[Named region outline records]

━━━━━━

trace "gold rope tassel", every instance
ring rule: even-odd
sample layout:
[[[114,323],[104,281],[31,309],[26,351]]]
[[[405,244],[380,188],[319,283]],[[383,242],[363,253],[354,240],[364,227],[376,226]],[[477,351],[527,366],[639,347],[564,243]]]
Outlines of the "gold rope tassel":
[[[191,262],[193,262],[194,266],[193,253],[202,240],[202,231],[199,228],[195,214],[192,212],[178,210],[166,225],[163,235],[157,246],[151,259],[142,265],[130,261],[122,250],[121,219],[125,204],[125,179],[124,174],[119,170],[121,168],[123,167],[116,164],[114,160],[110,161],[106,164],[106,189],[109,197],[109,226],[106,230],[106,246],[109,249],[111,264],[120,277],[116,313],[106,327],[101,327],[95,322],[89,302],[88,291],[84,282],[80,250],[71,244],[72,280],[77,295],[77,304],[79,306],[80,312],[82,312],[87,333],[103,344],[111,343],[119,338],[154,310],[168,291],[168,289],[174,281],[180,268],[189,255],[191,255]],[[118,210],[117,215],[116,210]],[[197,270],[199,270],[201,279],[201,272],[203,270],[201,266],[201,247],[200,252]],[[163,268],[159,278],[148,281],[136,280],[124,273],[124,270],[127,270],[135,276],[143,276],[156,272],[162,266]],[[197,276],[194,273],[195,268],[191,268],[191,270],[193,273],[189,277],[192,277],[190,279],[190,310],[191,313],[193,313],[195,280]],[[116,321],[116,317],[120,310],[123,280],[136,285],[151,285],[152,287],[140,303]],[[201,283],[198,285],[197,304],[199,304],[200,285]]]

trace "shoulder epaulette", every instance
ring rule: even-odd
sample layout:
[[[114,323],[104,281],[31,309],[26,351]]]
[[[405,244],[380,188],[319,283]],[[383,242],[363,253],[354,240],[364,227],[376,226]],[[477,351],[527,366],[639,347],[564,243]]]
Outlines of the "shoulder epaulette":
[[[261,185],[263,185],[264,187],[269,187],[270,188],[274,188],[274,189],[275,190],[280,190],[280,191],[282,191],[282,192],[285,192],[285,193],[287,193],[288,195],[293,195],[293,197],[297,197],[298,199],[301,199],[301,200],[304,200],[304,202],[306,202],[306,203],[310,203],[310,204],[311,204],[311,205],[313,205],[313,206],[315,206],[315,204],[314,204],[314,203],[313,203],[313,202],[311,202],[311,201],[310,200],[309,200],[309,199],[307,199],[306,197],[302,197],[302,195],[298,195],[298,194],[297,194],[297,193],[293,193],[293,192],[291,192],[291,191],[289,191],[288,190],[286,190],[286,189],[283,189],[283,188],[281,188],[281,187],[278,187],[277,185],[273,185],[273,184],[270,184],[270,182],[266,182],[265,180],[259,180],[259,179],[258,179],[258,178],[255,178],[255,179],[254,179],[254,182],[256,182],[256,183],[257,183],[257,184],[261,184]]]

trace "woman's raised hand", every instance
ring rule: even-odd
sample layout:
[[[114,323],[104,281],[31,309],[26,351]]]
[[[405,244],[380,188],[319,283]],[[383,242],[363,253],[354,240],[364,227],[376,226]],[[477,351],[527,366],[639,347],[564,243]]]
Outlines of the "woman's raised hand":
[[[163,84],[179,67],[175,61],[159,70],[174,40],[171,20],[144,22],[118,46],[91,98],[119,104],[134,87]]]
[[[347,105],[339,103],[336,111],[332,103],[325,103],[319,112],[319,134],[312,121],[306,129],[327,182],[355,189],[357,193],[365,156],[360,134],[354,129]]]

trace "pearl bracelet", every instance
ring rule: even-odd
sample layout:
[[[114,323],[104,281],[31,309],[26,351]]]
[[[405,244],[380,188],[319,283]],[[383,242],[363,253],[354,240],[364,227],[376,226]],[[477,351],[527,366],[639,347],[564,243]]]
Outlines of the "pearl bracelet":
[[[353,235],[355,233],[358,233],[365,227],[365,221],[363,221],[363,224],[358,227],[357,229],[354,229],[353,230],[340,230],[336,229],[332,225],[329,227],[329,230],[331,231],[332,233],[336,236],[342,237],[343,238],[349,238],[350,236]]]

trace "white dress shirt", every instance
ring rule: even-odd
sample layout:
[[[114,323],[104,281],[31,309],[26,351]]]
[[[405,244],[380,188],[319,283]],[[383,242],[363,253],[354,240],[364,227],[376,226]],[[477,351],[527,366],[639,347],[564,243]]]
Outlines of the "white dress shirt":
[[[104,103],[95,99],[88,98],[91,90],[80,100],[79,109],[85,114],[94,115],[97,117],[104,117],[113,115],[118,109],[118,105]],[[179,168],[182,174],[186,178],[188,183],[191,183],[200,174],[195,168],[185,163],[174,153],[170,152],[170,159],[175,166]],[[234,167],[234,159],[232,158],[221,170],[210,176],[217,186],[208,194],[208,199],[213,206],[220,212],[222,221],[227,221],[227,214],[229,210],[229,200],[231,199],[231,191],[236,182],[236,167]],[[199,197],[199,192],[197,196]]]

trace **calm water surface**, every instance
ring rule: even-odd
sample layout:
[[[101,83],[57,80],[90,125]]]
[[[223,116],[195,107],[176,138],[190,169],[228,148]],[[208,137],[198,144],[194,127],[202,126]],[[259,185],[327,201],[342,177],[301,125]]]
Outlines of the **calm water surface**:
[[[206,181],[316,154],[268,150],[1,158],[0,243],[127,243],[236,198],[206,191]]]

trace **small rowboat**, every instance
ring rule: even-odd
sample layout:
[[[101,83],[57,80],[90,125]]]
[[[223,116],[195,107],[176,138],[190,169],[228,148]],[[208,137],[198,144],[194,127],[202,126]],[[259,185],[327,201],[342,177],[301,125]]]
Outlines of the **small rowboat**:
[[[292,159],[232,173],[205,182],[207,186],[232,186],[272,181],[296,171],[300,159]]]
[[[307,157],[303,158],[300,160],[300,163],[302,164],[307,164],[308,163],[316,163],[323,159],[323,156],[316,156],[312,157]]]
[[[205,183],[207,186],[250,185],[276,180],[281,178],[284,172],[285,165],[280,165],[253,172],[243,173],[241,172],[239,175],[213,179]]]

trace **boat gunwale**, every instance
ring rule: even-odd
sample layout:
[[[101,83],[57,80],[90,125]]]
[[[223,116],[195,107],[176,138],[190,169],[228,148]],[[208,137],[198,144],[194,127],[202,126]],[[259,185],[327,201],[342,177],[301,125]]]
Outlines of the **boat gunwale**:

━━━━━━

* _Required work_: Rewrite the records from the line containing "trace **calm water surface**, every instance" through the line containing "Outlines of the **calm", inclusive, replacing "calm water surface" with "still water surface" and changing nothing else. Return only those lines.

* _Exercise solution_:
trace **still water surface**, every instance
ring rule: even-odd
sample layout:
[[[101,83],[57,80],[90,125]]]
[[[223,116],[195,107],[176,138],[190,169],[228,148]],[[208,137],[198,144],[194,127],[202,126]],[[259,185],[327,201],[342,177],[301,125]]]
Outlines of the **still water surface**:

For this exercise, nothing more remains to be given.